→ **What you have to do**:
In the entries that follow, identify the line containing "In the photo above, where can the water" and return it together with all later lines, exactly as they appear.

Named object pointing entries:

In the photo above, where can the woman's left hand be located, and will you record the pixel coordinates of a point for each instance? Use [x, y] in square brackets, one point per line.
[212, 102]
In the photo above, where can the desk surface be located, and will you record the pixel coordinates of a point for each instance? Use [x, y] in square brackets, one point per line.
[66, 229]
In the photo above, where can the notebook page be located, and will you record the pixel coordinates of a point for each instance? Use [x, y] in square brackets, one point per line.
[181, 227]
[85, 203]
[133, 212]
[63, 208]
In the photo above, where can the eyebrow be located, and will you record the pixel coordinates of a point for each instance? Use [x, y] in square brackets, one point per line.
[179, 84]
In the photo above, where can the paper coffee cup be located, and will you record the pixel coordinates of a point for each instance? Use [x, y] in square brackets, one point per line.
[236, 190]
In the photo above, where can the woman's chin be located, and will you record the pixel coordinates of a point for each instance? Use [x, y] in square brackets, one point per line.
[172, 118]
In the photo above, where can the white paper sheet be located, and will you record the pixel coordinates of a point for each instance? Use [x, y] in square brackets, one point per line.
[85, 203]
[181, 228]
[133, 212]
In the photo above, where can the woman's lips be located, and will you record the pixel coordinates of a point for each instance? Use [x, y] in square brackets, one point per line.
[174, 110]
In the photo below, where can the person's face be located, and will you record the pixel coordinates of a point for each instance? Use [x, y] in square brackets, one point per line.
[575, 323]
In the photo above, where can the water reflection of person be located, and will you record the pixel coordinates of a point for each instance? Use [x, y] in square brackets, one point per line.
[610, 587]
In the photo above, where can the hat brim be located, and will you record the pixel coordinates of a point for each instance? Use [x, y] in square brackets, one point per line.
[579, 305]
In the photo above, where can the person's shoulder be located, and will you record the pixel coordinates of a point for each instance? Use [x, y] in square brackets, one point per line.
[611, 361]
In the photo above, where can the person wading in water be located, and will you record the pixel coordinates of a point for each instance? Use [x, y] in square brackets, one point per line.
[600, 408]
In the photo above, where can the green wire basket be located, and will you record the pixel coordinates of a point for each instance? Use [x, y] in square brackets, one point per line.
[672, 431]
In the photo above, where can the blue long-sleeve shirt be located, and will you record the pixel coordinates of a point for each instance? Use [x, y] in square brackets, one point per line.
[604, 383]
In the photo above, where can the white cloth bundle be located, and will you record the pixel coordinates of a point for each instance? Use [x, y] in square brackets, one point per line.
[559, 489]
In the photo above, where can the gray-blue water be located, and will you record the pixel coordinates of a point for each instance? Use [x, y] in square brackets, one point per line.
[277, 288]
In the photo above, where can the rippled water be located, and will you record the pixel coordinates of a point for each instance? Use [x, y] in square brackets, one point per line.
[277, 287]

→ **Expected output**:
In the photo above, where can the water reflection of person be located, and will you record the pixel coordinates of a point for each instance? Use [x, y] in square brackets, one point per line.
[610, 587]
In the photo above, where can the hat brim be located, and will you record the pixel coordinates of a point for each instance? Use [x, y] in square brackets, one point per line.
[579, 305]
In the photo above, where can the person's shoulder be located, and will you record the pixel coordinates of a point for each instance? Use [x, y] in square brackets, one point per line.
[611, 361]
In the photo above, where can the person wading in water be located, and will you record the pixel coordinates of a point for each instance? Use [x, y] in square brackets, one point per line.
[600, 408]
In the photo above, where can the green wire basket be located, and will you record the pixel coordinates of a point for each instance? Use [x, y] in square brackets, one point per line.
[672, 431]
In the photo above, where can the blue long-sleeve shirt be located, and will you record the pixel coordinates of a point for each instance? Use [x, y] in square brackets, one point per line.
[604, 383]
In the photo above, where can the white cloth bundle be located, and will you record the pixel coordinates of a point for each instance? Use [x, y] in square brackets, one point per line.
[559, 489]
In the photo above, where can the gray-blue water be located, and will you record the pixel coordinates of a point for each instance? Use [x, y] in square brackets, one point per line.
[277, 288]
In the photo above, where can the rippled water be located, and will you record the pixel coordinates of a point for each instance? Use [x, y] in square brackets, one point per line.
[277, 287]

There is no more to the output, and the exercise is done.